WHAT YOU NEED TO DO>
Return the text lines of every record below word for word, and leave the pictures out of your answer.

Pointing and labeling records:
━━━━━━━━━━━━━━━━
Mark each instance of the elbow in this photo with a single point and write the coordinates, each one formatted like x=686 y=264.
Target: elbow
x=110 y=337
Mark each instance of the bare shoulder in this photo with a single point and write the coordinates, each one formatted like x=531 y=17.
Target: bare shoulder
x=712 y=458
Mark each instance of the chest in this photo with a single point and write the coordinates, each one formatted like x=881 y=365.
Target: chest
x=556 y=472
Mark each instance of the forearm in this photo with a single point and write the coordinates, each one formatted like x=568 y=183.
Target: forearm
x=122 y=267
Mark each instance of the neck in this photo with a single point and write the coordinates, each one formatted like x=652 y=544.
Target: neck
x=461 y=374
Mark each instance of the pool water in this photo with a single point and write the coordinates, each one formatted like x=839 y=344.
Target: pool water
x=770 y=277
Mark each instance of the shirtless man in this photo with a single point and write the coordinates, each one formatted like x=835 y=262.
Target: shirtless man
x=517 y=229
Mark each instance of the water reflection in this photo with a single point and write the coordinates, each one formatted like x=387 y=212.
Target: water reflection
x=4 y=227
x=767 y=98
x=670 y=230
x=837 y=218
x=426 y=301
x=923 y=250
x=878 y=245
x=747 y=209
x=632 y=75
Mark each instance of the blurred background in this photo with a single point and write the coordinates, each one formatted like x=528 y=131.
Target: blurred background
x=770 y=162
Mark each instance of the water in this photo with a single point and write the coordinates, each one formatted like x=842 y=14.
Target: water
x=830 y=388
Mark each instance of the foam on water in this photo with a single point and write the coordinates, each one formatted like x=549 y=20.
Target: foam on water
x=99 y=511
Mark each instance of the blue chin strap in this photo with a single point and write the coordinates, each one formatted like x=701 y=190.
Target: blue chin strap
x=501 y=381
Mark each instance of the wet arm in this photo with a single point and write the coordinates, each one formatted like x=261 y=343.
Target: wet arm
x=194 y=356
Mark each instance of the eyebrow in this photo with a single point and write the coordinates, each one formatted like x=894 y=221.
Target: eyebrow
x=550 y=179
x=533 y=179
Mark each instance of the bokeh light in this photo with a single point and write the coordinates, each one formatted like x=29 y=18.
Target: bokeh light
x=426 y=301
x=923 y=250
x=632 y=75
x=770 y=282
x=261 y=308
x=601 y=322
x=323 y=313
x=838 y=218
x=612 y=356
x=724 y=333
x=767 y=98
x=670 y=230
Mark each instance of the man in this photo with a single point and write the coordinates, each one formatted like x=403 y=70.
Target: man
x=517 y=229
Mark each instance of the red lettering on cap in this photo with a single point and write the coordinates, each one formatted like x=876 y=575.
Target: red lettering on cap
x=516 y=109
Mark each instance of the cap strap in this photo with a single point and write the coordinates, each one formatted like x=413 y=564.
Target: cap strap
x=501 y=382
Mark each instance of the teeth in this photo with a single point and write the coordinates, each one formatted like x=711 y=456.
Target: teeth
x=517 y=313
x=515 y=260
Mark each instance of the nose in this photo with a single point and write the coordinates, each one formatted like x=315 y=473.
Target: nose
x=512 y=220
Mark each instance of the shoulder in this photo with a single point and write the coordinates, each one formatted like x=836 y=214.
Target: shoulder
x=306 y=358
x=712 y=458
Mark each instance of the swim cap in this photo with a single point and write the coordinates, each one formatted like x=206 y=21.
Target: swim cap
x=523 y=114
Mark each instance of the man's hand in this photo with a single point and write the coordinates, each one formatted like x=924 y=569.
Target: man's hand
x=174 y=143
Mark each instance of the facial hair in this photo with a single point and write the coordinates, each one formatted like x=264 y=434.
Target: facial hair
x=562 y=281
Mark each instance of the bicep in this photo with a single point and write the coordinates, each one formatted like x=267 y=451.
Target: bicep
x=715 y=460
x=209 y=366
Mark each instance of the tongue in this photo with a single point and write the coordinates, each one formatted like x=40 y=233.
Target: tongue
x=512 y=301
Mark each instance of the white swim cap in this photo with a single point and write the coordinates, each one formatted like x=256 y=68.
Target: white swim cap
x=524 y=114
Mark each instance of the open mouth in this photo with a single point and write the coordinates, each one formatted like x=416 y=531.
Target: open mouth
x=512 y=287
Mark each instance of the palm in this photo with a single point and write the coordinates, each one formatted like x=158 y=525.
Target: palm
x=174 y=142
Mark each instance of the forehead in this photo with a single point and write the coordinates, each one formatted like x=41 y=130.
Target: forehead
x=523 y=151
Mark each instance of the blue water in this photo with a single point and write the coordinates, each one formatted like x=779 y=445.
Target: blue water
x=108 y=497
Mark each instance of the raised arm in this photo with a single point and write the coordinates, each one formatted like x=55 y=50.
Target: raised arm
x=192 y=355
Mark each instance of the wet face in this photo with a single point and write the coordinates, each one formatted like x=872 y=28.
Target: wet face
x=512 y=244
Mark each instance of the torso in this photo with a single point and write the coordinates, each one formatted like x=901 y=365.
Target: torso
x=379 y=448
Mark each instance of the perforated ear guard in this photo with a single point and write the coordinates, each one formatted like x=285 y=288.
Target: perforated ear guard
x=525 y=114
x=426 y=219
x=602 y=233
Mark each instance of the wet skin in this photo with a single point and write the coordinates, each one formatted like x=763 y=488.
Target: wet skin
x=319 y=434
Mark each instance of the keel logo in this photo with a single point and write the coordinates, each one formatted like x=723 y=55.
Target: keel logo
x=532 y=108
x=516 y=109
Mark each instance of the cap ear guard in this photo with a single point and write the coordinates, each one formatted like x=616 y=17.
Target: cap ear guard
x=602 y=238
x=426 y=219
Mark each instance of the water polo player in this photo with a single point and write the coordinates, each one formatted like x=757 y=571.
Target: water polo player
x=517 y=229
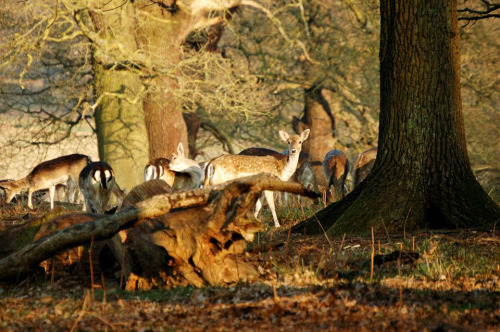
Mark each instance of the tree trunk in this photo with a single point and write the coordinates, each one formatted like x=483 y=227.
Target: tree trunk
x=161 y=38
x=317 y=117
x=422 y=176
x=121 y=132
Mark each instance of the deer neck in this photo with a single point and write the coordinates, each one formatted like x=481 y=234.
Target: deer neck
x=290 y=167
x=196 y=174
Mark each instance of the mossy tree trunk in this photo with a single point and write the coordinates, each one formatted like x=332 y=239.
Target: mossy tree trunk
x=121 y=130
x=161 y=38
x=422 y=176
x=317 y=117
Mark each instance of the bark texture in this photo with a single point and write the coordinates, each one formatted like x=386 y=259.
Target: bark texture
x=422 y=176
x=317 y=117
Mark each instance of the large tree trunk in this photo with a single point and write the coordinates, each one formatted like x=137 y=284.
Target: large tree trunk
x=317 y=117
x=121 y=132
x=422 y=176
x=201 y=242
x=161 y=33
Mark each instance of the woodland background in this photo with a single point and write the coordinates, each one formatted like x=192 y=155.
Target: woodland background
x=243 y=89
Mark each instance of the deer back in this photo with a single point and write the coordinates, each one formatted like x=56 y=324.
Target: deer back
x=96 y=182
x=56 y=171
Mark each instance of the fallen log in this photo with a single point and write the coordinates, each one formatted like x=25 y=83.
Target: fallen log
x=201 y=234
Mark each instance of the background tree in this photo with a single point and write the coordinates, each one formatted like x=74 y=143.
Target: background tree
x=422 y=176
x=243 y=87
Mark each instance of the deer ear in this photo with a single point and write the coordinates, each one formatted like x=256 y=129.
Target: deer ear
x=305 y=134
x=284 y=135
x=180 y=150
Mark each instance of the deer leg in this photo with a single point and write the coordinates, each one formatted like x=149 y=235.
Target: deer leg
━━━━━━━━━━━━━━━━
RESULT FOR THIS EXERCISE>
Mark each instance of the elbow in this photo with a single point and write the coordinates, each one formatted like x=686 y=264.
Target: elbow
x=110 y=337
Mark each instance of the bare shoulder in this photo with a single point and write the coordinates, each one formatted like x=531 y=17.
Target: bare shoulder
x=712 y=458
Mark each instance of the chest in this photo with a single point and write the coordinates, each one formatted like x=881 y=365.
Target: chest
x=556 y=472
Mark each instance of the forearm in this photo with a single point and write the coordinates, each one formatted like x=568 y=183.
Target: forearm
x=122 y=267
Mark each instance of the neck in this photo with a single point and write the coordinates, each one formatted like x=652 y=544.
Target: neck
x=461 y=374
Mark each instance of the pool water in this photo with a single point and write the coordinates, each one formatted like x=839 y=344.
Target: pool water
x=770 y=277
Mark each instance of the shirtless man in this photo with a single point and write the coordinates, each one formatted like x=835 y=262.
Target: shirtless man
x=517 y=229
Mark each instance of the water reflection in this photo with a single point and write the coordinates, each one formatted like x=387 y=212.
Target: water reflection
x=4 y=227
x=767 y=98
x=670 y=230
x=837 y=218
x=426 y=301
x=923 y=250
x=878 y=245
x=747 y=209
x=632 y=75
Mark each instance of the blurred background in this photo with a single point and write the coordinates, each one formatted like x=528 y=131.
Target: blurred background
x=770 y=162
Mark each instance of the water in this photo with a single point and write the coordinates, each one formatted like x=842 y=14.
Target: water
x=830 y=388
Mark each instance of the foam on water in this photo with a single point and write the coordinates, each one formatted like x=549 y=20.
Target: foam on water
x=99 y=511
Mark each instance of the blue chin strap in this photo with a single point and write the coordinates, each one formatted like x=701 y=190.
Target: blue chin strap
x=501 y=381
Mark each instance of the wet arm in this photo with a single point and write the coordinates, each one formatted like x=261 y=343.
Target: wet arm
x=194 y=356
Mark each instance of the eyebrow in this photo with a single point and write the coordinates, each one formatted like x=894 y=221.
Target: eyebrow
x=550 y=179
x=533 y=179
Mark each instance of the bokeh light in this photo with a single point and write the coordinates, each one formatted like x=29 y=18.
Target: bokeh light
x=426 y=301
x=923 y=250
x=632 y=75
x=770 y=282
x=261 y=308
x=601 y=322
x=323 y=313
x=838 y=218
x=612 y=356
x=724 y=333
x=767 y=98
x=670 y=230
Mark each instance of the man in this photo with a single point and write the coordinates, each one formatted like x=403 y=70.
Target: man
x=517 y=229
Mark each instance of the red lettering on cap in this photo with a single point and write the coordinates, each one formatted like x=876 y=575.
Target: red lettering on cap
x=516 y=109
Mark each instance of the cap strap in this photo with a single point and write the coordinates, each one formatted like x=413 y=564.
Target: cap strap
x=501 y=382
Mark each instance of the teeth in this photo with a single point and write the coordinates, each one formatted like x=711 y=456.
Target: teeth
x=517 y=313
x=515 y=260
Mark each instance of the nose in this photo with a single point and write the coordinates, each one formatted like x=315 y=473.
Target: nose
x=512 y=220
Mark each instance of the shoulder in this photo with a single point and write the coordinates, each one formatted like x=836 y=214.
Target: shoulder
x=306 y=358
x=712 y=458
Mark each instance of the swim cap in this photo with a single point and write the coordinates, each one formatted like x=206 y=21.
Target: swim cap
x=523 y=114
Mark each instance of the man's hand in this photo with a single point and write the coordinates, each one formatted like x=924 y=569.
Target: man's hand
x=174 y=143
Mark each instance of the facial hair in this photo with a single point and write the coordinates, each one formatted like x=264 y=434.
Target: facial hair
x=562 y=281
Mark each instance of the bicep in this photo with a single point and write the coordinates, each one formatted like x=267 y=451.
Target: bicep
x=715 y=460
x=209 y=366
Mark each instance of the tongue in this photo with a single point and write the coordinates, each one formatted like x=40 y=233.
Target: tongue
x=512 y=301
Mark each instance of the white swim cap in this photo with a single point and write the coordinates, each one formatted like x=256 y=68.
Target: white swim cap
x=524 y=114
Mark each instance of the open mouth in this photo with a single point and write the coordinates, each one formatted like x=416 y=531.
Target: open mouth
x=512 y=287
Mark each instance of the palm in this photo with a single point and write the coordinates, each one formatted like x=158 y=525.
Target: palm
x=174 y=142
Mark each instance of the forehead in this photo with a single point and write the coordinates, each one formatted like x=41 y=130.
Target: forehead
x=523 y=151
Mark each instance of the blue water in this photo with a single point and write the coordinates, each one formatted like x=779 y=445.
Target: blue water
x=108 y=497
Mark each instance of the raised arm in this photo with a single point and write the coordinates, each one formatted like x=55 y=50.
Target: raised arm
x=192 y=355
Mark each instance of the wet face in this photo with a single point and write the coordinates, each one formatted like x=872 y=28.
Target: wet face
x=512 y=244
Mark each instance of the torso in this photo with a single point and write the coordinates, each one formatted like x=901 y=365.
Target: torso
x=379 y=448
Mark each instance of the perforated ear guard in this photo with a single point and write the coordinates, each one formatted like x=285 y=288.
Target: perforated ear guard
x=525 y=114
x=426 y=219
x=602 y=233
Mark each instance of the wet skin in this photo with a single point and write the coordinates, each one formatted like x=763 y=488.
Target: wet skin
x=319 y=434
Mark each instance of the keel logo in this photo with a single point and write the coordinates, each one formatted like x=723 y=55.
Target: keel logo
x=532 y=108
x=516 y=109
Mark each instance of the cap ear guard in this photo with a single point and write the coordinates, each one formatted like x=616 y=17.
Target: cap ear guard
x=602 y=238
x=426 y=219
Mark each instance of the water polo player in this photo with a single point and write the coordinates, each one formatted like x=757 y=571.
Target: water polo player
x=517 y=229
Mark each instance of the tree trunk in this photo with a single point and write the coordinates, each one formatted like x=483 y=227.
Target: tree trunk
x=161 y=38
x=317 y=117
x=422 y=176
x=121 y=132
Mark each instance of the deer neck in this photo with a single point and write the coordinates, each one formatted like x=481 y=234.
Target: deer neck
x=290 y=167
x=196 y=174
Mark each instance of the mossy tree trunk in this photo with a single point and write the coordinates, each one formatted like x=332 y=239.
Target: mossy tree trunk
x=121 y=130
x=161 y=38
x=422 y=176
x=317 y=117
Mark each instance of the bark texture in this photo with a single point and write the coordinates, each one formatted like x=386 y=259.
Target: bark texture
x=422 y=176
x=317 y=117
Mark each instance of the large tree trunk in this photo with a single point and write the coordinates, each one formatted like x=137 y=284.
Target: large tree trunk
x=317 y=117
x=121 y=132
x=422 y=176
x=201 y=242
x=161 y=33
Mark each instance of the woodland background in this photo with a single point and write the coordinates, each one formatted like x=192 y=155.
Target: woodland background
x=243 y=89
Mark each instance of the deer back in this photo with a single point and write the coordinates, each one formatted like x=56 y=324.
Target: deer back
x=96 y=182
x=56 y=171
Mark each instance of the fallen log in this photo with a single point and write the coordinates, each one formatted like x=25 y=83.
Target: fallen log
x=201 y=234
Mark each instance of the background tree in this photo with a single point and write the coordinates, each one formatted like x=74 y=143.
Target: background tree
x=422 y=176
x=243 y=87
Mark each instance of the deer ear in this photo with a single point and write the coordinates, each one formatted like x=256 y=129.
Target: deer ear
x=305 y=134
x=284 y=135
x=180 y=150
Mark each instance of the deer leg in this photo with a single point and write the coordinates, each one formatted like x=149 y=235.
Target: deer leg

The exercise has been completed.